**TEXT BLOCK**:
"""

You don’t use the Internet at all?

I don’t have a computer. I’m probably the last person on Route 4 not to have a computer. I know one other guy in New Hampshire that doesn’t have one. I’m terrible with my hands, with gadgets, with remembering what to do. I’ve more or less mastered the ability to change channels on a television, but it takes a lot of intellectual concentration. I’m not high minded or principled, I think, to refuse one, whatever word processors and so on. I welcomed one for my assistant to use.

I was a typist for many years, but not two fingered, one fingered. Well, I could get somebody to type for me. I got an accurate copy. Then when it could be a computer, when I made a new draft, I didn’t have to look and see that new mistakes hadn’t occurred when my typist copied it over and you could just change it day by day.

If anything I had intensified my desire, my capability, to revise. If I want to change one comma on a page, my assistant with a computer can do it rather quickly I understand.

I know that you have been an incredible letter writer over the years. Now you do use email, kind of second hand email, for a lot of your correspondence.

Yeah, yeah, yeah. Well, I came to it because I was driving everybody nuts. I was demanding everybody put names and addresses on envelopes and put in stamps and so on. There were people that didn’t want to do the mechanics of it. They were used to emailing everybody. I had a … what’s it called that I had?

Fax machine, right?

Yeah. I had a fax machine, and everybody I was faxing turned out to be keeping their fax machine only because of me. That was the quickest I had. Everything has to be quick now. Mostly in New Hampshire, a letter will get there the next day, but nobody wants to use letters. I still write a lot of letters and get away with it. Many people, I think I don’t admit that I can get email through my assistant. It’s not particularly quick for me, because I see it the day after it gets to her. But that’s OK. I’ve learned to be tolerant.

"""

**INFORMATION PROVIDED**:
"""

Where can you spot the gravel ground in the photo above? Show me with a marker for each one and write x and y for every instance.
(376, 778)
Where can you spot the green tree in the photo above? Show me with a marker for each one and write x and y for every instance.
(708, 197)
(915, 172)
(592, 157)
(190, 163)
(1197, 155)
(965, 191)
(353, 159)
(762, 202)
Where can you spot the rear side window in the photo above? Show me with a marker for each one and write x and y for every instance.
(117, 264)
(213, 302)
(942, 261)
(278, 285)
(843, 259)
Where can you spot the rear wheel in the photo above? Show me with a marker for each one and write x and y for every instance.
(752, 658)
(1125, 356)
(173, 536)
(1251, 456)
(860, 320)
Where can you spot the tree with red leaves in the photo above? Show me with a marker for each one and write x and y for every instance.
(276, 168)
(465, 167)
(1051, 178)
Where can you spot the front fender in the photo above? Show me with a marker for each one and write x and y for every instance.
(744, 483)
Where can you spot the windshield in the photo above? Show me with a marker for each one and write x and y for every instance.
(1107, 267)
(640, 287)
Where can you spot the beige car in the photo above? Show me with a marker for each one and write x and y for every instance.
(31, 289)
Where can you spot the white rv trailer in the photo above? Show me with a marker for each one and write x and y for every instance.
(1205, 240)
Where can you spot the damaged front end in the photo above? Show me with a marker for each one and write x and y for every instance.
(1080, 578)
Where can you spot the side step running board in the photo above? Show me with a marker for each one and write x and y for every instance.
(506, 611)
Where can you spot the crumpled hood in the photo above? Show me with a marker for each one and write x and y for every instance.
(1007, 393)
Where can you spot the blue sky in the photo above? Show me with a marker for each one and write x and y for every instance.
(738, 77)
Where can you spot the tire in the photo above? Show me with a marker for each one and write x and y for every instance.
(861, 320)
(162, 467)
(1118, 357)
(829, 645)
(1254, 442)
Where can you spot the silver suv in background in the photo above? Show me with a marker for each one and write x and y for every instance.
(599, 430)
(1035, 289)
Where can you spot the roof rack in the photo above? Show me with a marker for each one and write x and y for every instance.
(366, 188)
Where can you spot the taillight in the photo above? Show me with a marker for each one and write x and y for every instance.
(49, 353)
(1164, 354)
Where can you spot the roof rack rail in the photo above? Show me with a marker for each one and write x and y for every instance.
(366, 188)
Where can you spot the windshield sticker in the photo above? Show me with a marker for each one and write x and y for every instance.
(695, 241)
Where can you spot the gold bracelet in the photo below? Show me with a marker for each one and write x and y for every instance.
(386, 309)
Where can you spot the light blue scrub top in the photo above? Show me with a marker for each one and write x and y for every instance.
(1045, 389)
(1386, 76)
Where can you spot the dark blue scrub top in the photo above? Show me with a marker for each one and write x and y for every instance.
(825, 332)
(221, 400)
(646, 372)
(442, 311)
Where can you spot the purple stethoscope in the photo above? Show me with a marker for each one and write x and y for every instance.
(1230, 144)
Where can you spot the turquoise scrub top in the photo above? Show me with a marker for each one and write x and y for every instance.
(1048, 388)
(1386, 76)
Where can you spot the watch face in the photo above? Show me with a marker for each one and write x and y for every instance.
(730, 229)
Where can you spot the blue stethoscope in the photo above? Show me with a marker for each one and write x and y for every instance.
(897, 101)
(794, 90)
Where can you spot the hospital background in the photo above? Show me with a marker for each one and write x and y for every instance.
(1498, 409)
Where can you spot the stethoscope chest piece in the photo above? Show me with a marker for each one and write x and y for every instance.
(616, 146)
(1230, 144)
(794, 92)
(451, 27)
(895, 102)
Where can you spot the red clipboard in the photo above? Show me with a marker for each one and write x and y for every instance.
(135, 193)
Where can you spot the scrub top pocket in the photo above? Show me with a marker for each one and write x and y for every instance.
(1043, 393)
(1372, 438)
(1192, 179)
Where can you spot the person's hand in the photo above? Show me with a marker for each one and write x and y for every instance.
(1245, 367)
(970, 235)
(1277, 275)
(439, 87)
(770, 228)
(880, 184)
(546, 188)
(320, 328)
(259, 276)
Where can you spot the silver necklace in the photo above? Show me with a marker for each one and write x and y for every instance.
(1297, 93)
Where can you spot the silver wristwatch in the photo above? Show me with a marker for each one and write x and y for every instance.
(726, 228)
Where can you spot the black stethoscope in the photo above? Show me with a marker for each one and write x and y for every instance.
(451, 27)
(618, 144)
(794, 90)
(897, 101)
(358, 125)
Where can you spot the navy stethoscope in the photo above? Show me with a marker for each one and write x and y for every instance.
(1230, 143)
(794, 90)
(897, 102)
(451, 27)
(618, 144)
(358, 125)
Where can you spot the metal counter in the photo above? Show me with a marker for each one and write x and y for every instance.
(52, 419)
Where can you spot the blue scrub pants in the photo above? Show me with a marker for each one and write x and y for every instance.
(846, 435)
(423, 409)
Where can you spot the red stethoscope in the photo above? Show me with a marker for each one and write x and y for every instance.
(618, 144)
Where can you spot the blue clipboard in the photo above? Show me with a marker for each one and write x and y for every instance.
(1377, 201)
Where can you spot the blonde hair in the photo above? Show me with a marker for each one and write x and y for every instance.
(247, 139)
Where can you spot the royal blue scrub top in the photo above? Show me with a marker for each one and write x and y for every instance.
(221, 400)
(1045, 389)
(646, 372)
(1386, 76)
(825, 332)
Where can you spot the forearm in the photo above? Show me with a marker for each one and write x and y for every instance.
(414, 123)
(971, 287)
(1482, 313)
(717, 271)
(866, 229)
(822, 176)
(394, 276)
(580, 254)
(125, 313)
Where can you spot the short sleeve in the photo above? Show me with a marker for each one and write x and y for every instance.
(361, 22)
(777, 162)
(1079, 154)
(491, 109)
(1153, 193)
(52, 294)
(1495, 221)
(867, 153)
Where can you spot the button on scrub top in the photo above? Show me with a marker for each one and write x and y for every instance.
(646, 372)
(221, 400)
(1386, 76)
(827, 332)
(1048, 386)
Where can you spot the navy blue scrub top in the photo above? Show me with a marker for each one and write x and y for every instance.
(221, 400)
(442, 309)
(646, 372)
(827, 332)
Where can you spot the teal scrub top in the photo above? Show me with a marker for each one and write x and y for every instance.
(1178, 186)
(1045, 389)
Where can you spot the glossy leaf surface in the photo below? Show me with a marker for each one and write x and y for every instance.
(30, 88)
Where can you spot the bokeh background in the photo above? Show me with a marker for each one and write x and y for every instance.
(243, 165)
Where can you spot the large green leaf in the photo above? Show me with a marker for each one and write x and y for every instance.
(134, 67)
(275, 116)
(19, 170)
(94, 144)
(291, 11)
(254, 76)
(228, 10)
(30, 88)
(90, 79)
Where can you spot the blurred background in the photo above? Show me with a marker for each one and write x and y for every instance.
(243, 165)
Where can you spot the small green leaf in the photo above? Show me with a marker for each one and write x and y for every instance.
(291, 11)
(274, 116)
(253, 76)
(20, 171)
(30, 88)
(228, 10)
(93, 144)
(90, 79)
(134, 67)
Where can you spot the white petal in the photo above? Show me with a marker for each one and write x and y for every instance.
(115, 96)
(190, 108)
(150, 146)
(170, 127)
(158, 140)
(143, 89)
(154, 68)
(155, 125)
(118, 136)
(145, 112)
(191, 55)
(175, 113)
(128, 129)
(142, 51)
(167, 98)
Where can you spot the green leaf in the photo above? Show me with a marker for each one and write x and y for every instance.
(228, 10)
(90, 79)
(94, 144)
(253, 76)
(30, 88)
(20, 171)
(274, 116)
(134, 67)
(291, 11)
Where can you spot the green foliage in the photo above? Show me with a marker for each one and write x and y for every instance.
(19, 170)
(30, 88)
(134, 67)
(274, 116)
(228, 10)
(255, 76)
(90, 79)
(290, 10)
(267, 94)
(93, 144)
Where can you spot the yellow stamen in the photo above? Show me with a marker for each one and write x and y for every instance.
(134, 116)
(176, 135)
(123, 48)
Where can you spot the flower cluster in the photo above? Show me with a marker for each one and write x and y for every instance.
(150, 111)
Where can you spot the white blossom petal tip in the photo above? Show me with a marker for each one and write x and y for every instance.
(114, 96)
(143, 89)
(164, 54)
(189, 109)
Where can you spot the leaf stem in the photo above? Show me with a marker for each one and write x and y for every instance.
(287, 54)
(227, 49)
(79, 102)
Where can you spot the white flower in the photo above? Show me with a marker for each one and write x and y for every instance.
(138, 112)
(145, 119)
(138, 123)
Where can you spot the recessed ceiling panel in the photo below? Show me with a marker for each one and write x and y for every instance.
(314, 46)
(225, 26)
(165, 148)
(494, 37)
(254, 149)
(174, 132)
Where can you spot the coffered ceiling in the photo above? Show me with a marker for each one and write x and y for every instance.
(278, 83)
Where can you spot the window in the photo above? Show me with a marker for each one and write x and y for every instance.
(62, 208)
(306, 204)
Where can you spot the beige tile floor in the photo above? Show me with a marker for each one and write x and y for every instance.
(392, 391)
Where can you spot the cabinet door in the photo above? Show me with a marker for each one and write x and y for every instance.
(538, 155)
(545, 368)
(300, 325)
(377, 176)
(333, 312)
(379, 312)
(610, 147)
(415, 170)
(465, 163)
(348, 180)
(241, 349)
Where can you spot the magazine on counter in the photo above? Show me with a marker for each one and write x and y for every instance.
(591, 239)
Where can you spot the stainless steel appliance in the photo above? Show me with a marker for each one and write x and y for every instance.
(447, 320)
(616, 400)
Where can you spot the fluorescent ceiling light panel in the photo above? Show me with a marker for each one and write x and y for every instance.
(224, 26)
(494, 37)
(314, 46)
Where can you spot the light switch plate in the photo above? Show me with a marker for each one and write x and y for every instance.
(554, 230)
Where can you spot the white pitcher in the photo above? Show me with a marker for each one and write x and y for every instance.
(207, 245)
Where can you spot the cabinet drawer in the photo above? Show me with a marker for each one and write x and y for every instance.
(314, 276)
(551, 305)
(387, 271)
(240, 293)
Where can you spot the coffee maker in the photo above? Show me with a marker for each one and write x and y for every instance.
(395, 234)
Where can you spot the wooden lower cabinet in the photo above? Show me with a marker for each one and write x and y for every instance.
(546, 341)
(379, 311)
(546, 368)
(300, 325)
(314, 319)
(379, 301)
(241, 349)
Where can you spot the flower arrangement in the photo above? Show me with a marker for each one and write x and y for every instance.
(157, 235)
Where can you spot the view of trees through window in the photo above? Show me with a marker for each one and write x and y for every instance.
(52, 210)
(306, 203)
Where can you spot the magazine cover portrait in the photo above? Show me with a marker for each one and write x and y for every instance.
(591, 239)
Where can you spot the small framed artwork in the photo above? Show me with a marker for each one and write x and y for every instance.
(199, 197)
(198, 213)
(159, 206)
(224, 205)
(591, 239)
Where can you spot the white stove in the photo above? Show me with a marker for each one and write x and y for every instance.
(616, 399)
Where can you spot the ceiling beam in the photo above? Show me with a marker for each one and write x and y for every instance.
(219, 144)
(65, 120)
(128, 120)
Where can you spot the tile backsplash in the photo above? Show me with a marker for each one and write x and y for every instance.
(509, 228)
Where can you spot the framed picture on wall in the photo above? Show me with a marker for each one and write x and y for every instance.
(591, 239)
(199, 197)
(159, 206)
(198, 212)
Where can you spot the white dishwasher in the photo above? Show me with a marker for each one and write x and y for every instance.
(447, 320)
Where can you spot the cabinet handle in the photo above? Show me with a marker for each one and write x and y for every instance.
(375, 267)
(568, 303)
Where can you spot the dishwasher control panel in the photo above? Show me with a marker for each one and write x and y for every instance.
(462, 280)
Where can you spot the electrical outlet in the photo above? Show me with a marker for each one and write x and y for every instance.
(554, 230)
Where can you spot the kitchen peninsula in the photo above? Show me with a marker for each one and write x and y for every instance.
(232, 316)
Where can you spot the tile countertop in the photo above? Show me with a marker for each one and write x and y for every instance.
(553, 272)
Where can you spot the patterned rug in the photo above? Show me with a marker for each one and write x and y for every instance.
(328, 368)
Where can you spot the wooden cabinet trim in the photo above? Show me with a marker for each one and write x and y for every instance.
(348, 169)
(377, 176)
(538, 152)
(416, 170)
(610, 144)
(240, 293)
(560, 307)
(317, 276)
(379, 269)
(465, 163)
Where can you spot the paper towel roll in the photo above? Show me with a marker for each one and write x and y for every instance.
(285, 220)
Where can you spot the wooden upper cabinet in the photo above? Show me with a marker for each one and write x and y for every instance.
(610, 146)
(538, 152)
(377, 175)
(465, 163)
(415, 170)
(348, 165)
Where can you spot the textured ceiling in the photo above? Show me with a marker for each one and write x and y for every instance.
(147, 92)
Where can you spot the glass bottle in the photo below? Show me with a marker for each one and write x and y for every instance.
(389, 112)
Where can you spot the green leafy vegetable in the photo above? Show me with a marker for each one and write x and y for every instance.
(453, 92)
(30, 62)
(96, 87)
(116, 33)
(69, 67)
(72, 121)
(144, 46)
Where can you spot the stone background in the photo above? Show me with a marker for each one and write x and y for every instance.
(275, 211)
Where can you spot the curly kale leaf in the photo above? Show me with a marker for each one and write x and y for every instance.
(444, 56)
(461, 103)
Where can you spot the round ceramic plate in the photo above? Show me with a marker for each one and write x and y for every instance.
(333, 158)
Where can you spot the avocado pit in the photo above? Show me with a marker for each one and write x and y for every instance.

"""

**WRITTEN INSTRUCTION**:
In the interview, how does the speaker receive email?

**EXPECTED ANSWER**:
Through an assistant, and the speaker sees it the day after it reaches her.